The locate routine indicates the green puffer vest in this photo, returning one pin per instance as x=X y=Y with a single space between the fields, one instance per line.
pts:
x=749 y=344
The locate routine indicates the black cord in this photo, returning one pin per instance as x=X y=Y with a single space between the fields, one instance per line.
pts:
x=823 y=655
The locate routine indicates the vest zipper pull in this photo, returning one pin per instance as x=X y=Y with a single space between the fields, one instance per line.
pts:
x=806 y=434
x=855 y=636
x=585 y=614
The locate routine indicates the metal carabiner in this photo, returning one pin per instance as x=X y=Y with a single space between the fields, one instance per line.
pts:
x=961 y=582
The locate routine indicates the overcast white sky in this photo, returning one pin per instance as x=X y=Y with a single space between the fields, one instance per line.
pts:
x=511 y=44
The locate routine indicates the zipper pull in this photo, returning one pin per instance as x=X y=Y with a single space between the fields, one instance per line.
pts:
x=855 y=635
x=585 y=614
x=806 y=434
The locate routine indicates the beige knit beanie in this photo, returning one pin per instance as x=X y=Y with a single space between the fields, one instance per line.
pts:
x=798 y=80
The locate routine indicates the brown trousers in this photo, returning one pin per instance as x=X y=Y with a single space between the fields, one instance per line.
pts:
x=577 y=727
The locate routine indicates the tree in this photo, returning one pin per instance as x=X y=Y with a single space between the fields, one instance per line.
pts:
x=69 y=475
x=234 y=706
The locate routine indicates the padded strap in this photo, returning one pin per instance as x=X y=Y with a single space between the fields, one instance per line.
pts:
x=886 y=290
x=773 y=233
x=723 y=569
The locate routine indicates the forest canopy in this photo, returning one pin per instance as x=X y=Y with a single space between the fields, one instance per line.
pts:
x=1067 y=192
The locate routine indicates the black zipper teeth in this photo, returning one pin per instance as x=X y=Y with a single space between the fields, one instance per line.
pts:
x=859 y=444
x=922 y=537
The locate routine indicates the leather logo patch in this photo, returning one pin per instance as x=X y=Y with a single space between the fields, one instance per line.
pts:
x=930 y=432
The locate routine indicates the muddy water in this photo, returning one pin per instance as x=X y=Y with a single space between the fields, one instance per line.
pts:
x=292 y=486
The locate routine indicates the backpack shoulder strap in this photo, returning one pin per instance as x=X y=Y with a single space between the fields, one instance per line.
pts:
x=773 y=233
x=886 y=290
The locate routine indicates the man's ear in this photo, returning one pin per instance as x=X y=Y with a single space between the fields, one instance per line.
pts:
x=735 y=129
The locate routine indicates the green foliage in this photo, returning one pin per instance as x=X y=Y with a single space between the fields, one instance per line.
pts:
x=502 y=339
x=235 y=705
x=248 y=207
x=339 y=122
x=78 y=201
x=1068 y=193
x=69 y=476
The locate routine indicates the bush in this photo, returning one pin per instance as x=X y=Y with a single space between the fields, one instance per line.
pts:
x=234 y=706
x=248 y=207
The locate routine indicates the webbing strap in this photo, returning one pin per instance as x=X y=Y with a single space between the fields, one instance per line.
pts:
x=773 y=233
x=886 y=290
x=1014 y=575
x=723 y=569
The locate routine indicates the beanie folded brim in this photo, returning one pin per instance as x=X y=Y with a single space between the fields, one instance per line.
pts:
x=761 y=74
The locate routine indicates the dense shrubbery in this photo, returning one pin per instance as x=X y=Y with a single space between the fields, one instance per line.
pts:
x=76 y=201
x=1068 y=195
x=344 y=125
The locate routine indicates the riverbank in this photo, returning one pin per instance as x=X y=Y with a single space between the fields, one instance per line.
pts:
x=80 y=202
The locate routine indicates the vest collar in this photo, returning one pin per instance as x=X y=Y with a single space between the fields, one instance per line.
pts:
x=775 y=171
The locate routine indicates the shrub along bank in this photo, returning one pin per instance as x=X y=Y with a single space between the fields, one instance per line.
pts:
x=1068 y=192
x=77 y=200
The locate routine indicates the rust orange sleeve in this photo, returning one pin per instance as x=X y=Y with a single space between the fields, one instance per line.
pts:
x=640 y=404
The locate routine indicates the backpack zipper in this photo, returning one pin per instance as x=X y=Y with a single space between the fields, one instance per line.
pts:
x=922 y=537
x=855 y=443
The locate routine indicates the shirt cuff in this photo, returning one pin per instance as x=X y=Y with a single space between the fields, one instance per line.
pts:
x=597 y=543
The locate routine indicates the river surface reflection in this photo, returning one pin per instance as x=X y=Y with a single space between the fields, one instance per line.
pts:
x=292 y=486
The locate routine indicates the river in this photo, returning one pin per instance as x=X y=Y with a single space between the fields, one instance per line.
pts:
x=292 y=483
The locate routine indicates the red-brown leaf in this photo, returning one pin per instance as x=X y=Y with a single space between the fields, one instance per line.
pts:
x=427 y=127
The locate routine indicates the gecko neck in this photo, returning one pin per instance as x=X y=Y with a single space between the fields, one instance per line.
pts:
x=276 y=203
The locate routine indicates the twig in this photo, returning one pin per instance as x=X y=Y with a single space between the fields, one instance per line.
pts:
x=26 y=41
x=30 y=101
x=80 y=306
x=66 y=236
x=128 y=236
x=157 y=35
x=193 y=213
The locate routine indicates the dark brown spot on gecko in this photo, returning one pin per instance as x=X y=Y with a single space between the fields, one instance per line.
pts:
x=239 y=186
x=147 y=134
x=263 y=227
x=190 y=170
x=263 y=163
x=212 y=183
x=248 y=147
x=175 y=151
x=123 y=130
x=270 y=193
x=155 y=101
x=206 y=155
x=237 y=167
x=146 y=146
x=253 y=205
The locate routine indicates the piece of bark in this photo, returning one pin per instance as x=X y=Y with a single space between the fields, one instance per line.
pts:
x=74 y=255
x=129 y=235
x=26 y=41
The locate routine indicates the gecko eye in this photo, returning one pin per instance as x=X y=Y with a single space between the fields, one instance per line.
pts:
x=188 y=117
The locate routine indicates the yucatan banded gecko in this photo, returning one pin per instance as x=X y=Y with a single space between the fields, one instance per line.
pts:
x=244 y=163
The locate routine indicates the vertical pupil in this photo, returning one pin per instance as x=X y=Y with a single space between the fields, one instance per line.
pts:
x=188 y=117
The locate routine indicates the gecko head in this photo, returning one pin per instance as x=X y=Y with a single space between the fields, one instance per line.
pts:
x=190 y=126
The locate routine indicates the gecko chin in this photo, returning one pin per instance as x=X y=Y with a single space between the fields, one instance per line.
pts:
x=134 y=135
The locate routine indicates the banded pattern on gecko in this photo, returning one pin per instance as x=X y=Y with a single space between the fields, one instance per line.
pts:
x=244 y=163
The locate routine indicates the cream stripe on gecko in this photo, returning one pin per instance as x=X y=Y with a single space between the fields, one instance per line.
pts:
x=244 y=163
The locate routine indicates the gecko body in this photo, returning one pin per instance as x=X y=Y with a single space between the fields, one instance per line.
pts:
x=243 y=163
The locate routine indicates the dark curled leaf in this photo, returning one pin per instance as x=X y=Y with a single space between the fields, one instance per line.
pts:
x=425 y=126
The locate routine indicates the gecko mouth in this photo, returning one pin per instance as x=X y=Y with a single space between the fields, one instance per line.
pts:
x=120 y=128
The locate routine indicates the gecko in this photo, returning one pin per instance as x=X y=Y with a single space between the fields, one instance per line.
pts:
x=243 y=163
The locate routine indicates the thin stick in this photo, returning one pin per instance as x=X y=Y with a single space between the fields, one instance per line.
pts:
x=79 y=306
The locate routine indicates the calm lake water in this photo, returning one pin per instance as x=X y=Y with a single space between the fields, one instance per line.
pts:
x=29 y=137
::::
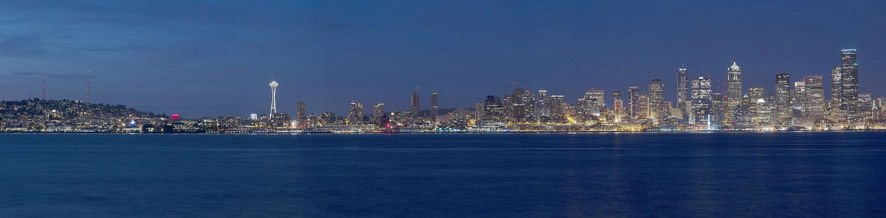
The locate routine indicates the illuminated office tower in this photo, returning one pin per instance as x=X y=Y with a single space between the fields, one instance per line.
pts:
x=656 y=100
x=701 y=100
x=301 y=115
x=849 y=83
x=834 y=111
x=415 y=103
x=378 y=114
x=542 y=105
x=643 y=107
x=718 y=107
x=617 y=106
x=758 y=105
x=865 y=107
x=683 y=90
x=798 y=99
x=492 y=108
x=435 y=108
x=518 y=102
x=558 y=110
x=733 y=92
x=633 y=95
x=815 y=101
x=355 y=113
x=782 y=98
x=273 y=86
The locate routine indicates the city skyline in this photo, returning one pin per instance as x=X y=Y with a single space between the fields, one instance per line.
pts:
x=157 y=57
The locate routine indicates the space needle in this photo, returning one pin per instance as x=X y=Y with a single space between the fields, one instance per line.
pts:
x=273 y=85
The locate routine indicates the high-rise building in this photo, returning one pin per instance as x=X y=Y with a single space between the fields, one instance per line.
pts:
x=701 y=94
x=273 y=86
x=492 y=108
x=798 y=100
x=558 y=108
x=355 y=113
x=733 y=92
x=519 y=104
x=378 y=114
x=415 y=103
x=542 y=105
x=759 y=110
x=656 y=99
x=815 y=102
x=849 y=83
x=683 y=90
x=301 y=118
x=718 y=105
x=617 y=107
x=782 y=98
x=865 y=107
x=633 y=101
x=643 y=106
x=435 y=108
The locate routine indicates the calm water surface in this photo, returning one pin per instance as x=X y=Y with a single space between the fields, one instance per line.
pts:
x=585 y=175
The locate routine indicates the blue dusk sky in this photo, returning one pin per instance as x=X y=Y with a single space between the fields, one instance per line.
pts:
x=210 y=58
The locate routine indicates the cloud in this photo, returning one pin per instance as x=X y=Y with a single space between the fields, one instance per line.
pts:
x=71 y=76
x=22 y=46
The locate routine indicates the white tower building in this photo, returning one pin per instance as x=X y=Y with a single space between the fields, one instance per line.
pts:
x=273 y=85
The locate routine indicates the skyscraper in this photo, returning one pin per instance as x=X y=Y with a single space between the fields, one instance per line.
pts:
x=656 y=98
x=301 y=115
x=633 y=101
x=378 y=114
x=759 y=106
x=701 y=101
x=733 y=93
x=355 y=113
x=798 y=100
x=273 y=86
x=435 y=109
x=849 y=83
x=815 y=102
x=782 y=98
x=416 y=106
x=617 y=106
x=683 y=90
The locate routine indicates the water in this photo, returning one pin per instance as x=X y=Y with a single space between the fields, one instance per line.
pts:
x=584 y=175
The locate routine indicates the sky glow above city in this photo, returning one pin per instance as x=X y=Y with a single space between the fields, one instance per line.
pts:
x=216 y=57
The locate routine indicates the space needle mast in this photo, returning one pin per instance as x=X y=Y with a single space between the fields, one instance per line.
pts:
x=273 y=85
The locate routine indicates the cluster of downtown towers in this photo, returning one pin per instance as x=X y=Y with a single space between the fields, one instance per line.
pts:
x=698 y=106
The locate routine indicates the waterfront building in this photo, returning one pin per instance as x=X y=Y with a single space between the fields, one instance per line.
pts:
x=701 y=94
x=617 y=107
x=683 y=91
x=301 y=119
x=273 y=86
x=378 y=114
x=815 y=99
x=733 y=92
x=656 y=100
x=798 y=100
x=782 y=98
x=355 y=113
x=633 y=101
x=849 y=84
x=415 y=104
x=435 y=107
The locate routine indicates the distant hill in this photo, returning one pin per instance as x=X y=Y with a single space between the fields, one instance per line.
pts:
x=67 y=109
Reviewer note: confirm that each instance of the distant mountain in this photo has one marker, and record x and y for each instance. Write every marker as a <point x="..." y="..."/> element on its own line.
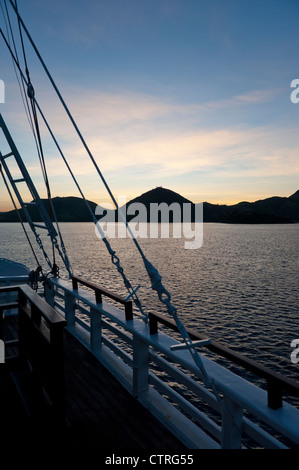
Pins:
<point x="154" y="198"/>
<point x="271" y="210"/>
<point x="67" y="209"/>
::::
Assigned task: If a line in the records above holds the string "pull", copy it out.

Your response:
The locate routine indicates the vest zipper pull in this photo, returning one pin per instance as x=X y=Y with a single space between the fields, one instance per line.
The locate routine indicates the zipper pull in this photo, returning one pin per instance as x=X y=Y with a single space between the fields, one instance per line.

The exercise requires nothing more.